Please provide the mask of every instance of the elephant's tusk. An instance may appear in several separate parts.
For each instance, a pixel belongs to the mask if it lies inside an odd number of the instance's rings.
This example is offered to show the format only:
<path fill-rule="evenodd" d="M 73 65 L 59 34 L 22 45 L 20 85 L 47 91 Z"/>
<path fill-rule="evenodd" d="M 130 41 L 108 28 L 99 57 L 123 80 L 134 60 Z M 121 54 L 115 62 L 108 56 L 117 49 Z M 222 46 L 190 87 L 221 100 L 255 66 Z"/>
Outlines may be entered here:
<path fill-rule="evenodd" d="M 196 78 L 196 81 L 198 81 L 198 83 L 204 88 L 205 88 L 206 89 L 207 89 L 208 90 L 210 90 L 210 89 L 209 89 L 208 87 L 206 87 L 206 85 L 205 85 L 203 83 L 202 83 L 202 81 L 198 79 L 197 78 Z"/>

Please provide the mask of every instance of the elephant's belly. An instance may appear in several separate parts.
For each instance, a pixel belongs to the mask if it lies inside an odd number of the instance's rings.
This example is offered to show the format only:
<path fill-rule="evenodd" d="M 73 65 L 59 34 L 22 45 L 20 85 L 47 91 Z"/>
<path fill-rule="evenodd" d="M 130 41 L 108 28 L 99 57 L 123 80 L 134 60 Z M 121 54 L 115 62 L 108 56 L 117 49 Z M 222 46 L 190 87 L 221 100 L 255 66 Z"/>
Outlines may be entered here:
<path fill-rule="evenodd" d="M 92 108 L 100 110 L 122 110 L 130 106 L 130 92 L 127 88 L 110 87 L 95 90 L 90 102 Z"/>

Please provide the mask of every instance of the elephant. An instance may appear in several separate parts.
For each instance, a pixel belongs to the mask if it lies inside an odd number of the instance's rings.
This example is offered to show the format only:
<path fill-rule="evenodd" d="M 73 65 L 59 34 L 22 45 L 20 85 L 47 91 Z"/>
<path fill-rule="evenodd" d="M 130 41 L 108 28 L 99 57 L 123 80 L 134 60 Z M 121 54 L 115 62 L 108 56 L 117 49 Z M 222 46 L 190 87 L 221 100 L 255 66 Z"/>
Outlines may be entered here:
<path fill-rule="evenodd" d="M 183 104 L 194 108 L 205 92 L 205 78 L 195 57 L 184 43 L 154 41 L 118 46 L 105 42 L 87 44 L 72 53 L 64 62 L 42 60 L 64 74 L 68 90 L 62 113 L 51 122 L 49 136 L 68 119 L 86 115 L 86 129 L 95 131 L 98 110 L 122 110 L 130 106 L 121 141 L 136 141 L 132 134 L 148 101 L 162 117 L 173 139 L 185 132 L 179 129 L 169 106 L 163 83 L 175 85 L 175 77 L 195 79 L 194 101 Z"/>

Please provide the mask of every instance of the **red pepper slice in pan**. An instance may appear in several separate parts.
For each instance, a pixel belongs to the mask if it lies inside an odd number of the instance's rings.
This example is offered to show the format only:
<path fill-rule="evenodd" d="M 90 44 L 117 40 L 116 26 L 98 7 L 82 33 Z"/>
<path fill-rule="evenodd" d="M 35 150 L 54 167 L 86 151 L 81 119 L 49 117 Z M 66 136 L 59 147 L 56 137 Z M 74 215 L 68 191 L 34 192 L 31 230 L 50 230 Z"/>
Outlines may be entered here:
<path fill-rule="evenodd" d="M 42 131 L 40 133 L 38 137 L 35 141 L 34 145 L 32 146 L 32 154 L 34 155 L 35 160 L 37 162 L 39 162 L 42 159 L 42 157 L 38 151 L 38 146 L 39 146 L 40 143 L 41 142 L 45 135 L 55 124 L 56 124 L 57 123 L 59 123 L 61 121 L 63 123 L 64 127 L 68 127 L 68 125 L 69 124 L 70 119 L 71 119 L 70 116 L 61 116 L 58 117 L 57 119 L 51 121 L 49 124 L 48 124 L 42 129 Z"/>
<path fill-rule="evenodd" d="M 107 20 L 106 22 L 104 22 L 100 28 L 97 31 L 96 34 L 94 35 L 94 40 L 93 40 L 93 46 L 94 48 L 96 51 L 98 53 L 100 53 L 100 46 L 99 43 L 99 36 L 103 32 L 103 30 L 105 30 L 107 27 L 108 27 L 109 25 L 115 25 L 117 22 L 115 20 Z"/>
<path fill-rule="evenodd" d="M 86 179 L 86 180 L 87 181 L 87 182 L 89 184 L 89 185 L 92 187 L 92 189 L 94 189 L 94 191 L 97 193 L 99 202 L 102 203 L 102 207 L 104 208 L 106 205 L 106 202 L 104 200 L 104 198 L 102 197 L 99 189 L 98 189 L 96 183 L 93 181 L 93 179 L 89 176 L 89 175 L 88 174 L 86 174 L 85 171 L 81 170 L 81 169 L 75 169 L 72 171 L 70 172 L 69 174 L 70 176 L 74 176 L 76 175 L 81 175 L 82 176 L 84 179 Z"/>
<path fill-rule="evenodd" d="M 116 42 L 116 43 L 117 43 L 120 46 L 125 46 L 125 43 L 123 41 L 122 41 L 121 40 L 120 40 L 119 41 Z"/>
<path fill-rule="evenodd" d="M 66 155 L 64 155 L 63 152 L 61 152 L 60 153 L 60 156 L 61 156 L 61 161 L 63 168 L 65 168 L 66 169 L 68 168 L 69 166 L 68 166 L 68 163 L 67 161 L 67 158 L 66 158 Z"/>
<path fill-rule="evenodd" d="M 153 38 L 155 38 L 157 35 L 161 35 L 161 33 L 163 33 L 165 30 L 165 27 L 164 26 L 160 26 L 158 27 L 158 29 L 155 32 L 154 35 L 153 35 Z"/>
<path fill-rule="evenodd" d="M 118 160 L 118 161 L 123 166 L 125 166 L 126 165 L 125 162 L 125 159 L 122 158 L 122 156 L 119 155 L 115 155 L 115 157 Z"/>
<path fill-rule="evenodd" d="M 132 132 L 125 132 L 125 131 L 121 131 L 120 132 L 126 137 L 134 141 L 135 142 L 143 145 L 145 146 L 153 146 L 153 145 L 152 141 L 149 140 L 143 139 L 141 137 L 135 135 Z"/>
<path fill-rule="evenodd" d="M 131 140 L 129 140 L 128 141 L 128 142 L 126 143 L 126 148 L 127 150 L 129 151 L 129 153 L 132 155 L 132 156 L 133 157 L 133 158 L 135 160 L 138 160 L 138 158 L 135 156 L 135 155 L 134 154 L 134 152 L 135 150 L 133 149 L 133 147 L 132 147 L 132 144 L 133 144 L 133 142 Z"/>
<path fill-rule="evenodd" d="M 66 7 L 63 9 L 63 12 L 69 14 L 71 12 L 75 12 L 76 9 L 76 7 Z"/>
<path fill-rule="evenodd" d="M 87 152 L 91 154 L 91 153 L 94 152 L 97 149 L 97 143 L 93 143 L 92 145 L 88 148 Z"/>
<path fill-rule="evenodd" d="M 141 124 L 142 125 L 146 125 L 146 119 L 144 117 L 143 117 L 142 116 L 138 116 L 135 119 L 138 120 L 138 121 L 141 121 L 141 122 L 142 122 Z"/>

» **The problem**: Reproduce the whole listing above word for word, leaving out nothing.

» **Solution for this task**:
Please provide the mask of every instance of the elephant's tusk. An instance may appear in several separate parts.
For each instance, a pixel belongs to the mask if it lies inside an odd number of the instance's rings.
This example is offered to show the format only:
<path fill-rule="evenodd" d="M 73 65 L 59 34 L 22 45 L 20 85 L 47 91 Z"/>
<path fill-rule="evenodd" d="M 130 41 L 108 28 L 99 57 L 123 80 L 134 60 Z M 121 54 L 115 62 L 108 56 L 117 49 Z M 222 46 L 190 87 L 221 100 L 255 66 Z"/>
Outlines may be entered here:
<path fill-rule="evenodd" d="M 196 78 L 196 81 L 198 81 L 198 83 L 204 88 L 205 88 L 206 89 L 207 89 L 208 90 L 210 90 L 210 89 L 209 89 L 208 87 L 206 87 L 206 85 L 205 85 L 203 83 L 202 83 L 202 81 L 198 79 L 197 78 Z"/>

Please provide the mask of every instance of the elephant's belly. An instance may appear in several separate parts.
For each instance, a pixel belongs to the mask if it lies inside an odd number of the instance's rings.
This example is offered to show the format only:
<path fill-rule="evenodd" d="M 73 65 L 59 34 L 22 45 L 20 85 L 47 91 Z"/>
<path fill-rule="evenodd" d="M 130 41 L 108 28 L 99 57 L 123 80 L 134 60 Z M 121 54 L 115 62 L 108 56 L 117 49 Z M 222 46 L 190 87 L 221 100 L 255 66 Z"/>
Outlines may be entered here:
<path fill-rule="evenodd" d="M 92 108 L 100 110 L 122 110 L 130 106 L 130 92 L 127 88 L 110 87 L 95 90 L 90 102 Z"/>

Please provide the mask of every instance of the elephant. An instance may appear in several separate parts.
For each instance, a pixel belongs to the mask if it lies inside an odd number of the instance's rings.
This example is offered to show the format only:
<path fill-rule="evenodd" d="M 73 65 L 59 34 L 22 45 L 20 85 L 47 91 Z"/>
<path fill-rule="evenodd" d="M 130 41 L 108 28 L 99 57 L 123 80 L 134 60 Z M 121 54 L 115 62 L 108 56 L 117 49 Z M 222 46 L 190 87 L 221 100 L 255 66 Z"/>
Outlines may be entered here:
<path fill-rule="evenodd" d="M 183 104 L 194 108 L 205 92 L 205 78 L 195 57 L 184 43 L 154 41 L 118 46 L 105 42 L 87 44 L 72 53 L 64 62 L 42 60 L 64 74 L 68 90 L 62 113 L 51 122 L 49 136 L 68 119 L 86 115 L 86 129 L 95 131 L 98 110 L 122 110 L 130 106 L 121 141 L 136 141 L 132 134 L 148 101 L 162 117 L 173 139 L 185 132 L 179 129 L 169 106 L 163 83 L 175 85 L 175 77 L 195 79 L 194 101 Z"/>

Please provide the mask of every instance of the **red pepper slice in pan**. An instance may appear in several separate parts.
For each instance, a pixel belongs to the mask if it lies inside an odd number of the instance's rings.
This example is offered to show the format only:
<path fill-rule="evenodd" d="M 90 44 L 117 40 L 116 26 L 98 7 L 82 33 Z"/>
<path fill-rule="evenodd" d="M 35 150 L 54 167 L 86 151 L 81 119 L 49 117 Z M 66 136 L 59 147 L 56 137 Z M 74 215 L 68 191 L 34 192 L 31 230 L 50 230 Z"/>
Outlines may be entered here:
<path fill-rule="evenodd" d="M 42 131 L 40 133 L 38 137 L 35 141 L 34 145 L 32 146 L 32 154 L 34 155 L 35 160 L 37 162 L 39 162 L 42 159 L 42 157 L 38 151 L 38 146 L 39 146 L 40 143 L 41 142 L 45 135 L 55 124 L 56 124 L 57 123 L 59 123 L 61 121 L 63 123 L 64 127 L 68 127 L 68 125 L 69 124 L 70 119 L 71 119 L 70 116 L 61 116 L 58 117 L 57 119 L 51 121 L 49 124 L 48 124 L 42 129 Z"/>
<path fill-rule="evenodd" d="M 107 20 L 106 22 L 104 22 L 100 28 L 97 31 L 96 34 L 94 35 L 94 40 L 93 40 L 93 46 L 94 48 L 96 51 L 98 53 L 100 53 L 100 46 L 99 43 L 99 36 L 103 32 L 103 30 L 105 30 L 107 27 L 108 27 L 109 25 L 115 25 L 117 22 L 115 20 Z"/>
<path fill-rule="evenodd" d="M 86 179 L 86 180 L 87 181 L 87 182 L 89 184 L 89 185 L 92 187 L 92 189 L 94 189 L 94 191 L 97 193 L 99 202 L 102 203 L 102 207 L 104 208 L 106 205 L 106 202 L 104 200 L 104 198 L 102 197 L 99 189 L 98 189 L 96 183 L 93 181 L 93 179 L 89 176 L 89 175 L 88 174 L 86 174 L 85 171 L 81 170 L 81 169 L 75 169 L 72 171 L 70 172 L 69 174 L 70 176 L 74 176 L 76 175 L 81 175 L 82 176 L 84 179 Z"/>
<path fill-rule="evenodd" d="M 116 42 L 116 43 L 117 43 L 120 46 L 125 46 L 125 43 L 123 41 L 122 41 L 121 40 L 120 40 L 119 41 Z"/>
<path fill-rule="evenodd" d="M 66 155 L 64 155 L 63 152 L 61 152 L 60 153 L 60 156 L 61 156 L 61 161 L 63 168 L 65 168 L 66 169 L 68 168 L 69 166 L 68 166 L 68 163 L 67 161 L 67 158 L 66 158 Z"/>
<path fill-rule="evenodd" d="M 153 38 L 155 38 L 157 35 L 161 35 L 161 33 L 163 33 L 165 30 L 165 27 L 164 26 L 160 26 L 158 27 L 158 29 L 155 32 L 154 35 L 153 35 Z"/>
<path fill-rule="evenodd" d="M 118 160 L 118 161 L 123 166 L 125 166 L 126 165 L 125 162 L 125 159 L 122 158 L 122 156 L 119 155 L 115 155 L 115 157 Z"/>
<path fill-rule="evenodd" d="M 132 132 L 125 132 L 125 131 L 121 131 L 120 132 L 126 137 L 134 141 L 135 142 L 143 145 L 145 146 L 153 146 L 153 145 L 152 141 L 149 140 L 143 139 L 141 137 L 135 135 Z"/>
<path fill-rule="evenodd" d="M 131 140 L 129 140 L 128 141 L 128 142 L 126 143 L 126 148 L 127 150 L 129 151 L 129 153 L 132 155 L 132 156 L 133 157 L 133 158 L 135 160 L 138 160 L 138 158 L 135 156 L 135 155 L 134 154 L 134 152 L 135 150 L 133 149 L 133 147 L 132 147 L 132 144 L 133 144 L 133 142 Z"/>
<path fill-rule="evenodd" d="M 66 7 L 63 9 L 63 12 L 69 14 L 71 12 L 75 12 L 76 9 L 76 7 Z"/>
<path fill-rule="evenodd" d="M 87 152 L 91 154 L 91 153 L 94 152 L 97 149 L 97 143 L 93 143 L 92 145 L 88 148 Z"/>
<path fill-rule="evenodd" d="M 141 124 L 142 125 L 146 125 L 146 119 L 144 117 L 143 117 L 142 116 L 138 116 L 135 119 L 138 120 L 138 121 L 141 121 L 141 122 L 142 122 Z"/>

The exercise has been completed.